**PROBLEM:** Find each line below that contains the string "brown" and copy those lines. Case counts.

**Rows from a box labeling dataset:**

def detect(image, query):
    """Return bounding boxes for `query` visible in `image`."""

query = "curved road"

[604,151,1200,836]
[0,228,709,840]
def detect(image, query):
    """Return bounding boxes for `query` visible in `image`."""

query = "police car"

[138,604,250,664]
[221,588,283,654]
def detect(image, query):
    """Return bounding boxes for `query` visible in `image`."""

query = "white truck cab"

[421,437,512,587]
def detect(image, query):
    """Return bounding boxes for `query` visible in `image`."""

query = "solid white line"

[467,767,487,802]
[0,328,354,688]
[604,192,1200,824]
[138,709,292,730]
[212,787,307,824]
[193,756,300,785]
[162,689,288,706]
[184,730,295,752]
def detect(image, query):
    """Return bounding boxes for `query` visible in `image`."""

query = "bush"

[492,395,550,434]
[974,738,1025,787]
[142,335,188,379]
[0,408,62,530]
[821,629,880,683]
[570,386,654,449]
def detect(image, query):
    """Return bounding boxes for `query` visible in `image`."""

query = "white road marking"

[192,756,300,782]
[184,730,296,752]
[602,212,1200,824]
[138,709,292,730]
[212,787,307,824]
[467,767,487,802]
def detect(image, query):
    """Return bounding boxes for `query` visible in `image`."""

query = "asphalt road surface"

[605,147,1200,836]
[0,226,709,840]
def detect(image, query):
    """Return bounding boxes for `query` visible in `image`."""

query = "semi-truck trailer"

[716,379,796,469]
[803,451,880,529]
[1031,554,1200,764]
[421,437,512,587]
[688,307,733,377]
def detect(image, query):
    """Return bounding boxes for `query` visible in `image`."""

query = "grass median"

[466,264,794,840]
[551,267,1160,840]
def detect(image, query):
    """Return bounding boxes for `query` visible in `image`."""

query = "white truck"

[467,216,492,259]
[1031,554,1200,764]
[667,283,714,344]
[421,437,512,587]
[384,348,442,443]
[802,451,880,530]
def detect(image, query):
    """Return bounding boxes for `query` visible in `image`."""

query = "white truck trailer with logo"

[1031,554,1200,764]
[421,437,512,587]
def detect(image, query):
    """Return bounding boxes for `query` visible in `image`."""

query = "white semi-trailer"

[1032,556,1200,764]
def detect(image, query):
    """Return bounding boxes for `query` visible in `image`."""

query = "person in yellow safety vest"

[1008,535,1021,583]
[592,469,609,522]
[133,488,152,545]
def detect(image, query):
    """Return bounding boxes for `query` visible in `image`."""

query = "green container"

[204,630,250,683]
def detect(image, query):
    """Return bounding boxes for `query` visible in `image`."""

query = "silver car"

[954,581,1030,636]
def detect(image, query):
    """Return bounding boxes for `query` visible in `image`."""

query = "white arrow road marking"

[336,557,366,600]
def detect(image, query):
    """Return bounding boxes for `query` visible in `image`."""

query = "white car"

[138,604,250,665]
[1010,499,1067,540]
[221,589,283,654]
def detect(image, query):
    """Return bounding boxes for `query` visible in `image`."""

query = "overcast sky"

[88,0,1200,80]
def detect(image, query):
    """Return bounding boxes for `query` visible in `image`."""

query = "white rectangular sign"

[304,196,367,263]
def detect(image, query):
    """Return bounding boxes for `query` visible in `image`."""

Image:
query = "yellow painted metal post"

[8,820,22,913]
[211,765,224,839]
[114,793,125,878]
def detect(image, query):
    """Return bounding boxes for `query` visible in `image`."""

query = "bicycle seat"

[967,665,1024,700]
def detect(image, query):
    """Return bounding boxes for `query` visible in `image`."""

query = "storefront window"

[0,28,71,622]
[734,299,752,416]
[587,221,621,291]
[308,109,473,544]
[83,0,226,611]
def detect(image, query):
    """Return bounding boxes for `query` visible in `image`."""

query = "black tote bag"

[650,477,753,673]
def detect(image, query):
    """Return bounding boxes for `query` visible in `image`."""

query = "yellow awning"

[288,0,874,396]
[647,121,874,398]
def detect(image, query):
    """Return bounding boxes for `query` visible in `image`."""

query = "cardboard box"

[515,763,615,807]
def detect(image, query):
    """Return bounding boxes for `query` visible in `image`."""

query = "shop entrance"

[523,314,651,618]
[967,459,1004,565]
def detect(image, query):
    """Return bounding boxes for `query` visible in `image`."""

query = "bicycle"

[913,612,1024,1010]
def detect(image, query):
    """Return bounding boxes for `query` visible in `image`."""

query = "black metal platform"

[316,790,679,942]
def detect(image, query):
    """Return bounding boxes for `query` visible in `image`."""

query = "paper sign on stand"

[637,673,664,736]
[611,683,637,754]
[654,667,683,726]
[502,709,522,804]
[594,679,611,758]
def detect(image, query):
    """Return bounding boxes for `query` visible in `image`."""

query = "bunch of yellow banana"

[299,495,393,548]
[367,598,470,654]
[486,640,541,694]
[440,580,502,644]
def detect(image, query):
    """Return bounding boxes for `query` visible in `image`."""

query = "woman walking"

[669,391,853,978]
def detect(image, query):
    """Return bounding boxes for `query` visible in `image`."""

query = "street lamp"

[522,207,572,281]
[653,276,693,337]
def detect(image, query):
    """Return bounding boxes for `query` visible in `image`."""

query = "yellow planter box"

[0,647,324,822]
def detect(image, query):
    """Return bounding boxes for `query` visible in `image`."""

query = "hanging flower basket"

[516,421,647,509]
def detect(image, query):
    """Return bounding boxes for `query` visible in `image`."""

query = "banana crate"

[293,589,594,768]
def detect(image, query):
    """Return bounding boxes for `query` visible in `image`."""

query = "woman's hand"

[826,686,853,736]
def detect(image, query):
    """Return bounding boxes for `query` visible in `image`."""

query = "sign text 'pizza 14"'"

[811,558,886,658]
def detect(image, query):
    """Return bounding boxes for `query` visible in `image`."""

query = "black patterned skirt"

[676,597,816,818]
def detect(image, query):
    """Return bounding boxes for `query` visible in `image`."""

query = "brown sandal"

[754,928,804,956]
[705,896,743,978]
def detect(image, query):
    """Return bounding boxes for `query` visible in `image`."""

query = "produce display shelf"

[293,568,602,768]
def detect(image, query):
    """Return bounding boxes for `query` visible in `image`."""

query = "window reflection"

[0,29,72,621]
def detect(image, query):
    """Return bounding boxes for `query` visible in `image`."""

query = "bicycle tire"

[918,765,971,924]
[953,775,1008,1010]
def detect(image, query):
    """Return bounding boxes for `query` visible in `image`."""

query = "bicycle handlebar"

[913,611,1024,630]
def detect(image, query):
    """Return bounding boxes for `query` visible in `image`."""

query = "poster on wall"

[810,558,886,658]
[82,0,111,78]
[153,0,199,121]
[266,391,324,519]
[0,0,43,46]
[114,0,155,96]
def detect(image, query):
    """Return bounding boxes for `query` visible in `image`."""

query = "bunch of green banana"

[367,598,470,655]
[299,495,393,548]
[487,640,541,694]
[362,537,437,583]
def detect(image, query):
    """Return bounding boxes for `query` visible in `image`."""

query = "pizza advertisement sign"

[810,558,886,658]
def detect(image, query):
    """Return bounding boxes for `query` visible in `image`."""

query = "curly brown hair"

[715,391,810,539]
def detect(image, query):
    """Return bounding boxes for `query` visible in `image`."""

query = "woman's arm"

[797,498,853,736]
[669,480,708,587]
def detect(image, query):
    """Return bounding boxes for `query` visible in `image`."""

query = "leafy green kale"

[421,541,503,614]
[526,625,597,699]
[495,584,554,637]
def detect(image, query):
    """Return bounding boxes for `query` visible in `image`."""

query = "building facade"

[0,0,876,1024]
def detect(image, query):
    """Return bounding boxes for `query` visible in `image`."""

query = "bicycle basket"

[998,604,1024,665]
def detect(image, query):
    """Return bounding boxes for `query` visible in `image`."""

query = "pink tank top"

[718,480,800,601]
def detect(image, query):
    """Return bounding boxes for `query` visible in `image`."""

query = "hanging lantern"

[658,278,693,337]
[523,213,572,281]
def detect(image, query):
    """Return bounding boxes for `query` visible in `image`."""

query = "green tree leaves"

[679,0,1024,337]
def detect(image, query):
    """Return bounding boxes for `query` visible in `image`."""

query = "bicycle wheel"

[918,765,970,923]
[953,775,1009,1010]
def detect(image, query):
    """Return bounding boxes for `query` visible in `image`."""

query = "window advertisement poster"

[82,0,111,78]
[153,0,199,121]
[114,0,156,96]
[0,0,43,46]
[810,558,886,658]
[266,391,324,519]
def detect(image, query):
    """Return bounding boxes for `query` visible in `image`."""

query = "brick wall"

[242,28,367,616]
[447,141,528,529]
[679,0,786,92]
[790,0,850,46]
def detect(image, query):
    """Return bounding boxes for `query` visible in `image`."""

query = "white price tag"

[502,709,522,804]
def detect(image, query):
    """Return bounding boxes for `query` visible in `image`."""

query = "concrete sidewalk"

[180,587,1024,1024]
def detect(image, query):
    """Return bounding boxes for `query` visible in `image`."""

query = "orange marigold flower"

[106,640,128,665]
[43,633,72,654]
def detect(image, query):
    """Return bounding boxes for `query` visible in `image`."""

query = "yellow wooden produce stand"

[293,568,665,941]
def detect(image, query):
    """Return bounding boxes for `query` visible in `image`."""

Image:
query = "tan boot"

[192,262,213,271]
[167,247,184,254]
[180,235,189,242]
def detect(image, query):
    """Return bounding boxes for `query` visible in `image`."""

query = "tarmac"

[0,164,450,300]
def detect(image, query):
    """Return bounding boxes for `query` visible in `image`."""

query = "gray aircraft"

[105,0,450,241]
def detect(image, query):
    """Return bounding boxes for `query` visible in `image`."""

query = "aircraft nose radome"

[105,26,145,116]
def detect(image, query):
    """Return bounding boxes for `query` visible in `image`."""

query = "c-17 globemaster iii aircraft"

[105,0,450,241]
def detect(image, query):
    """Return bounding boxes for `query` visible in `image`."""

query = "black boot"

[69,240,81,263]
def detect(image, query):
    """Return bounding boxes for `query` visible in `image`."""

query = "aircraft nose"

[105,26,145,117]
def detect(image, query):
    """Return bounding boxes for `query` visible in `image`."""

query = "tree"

**REPLY TO THE TASK:**
query = "brown sandal"
query = "curly brown hair"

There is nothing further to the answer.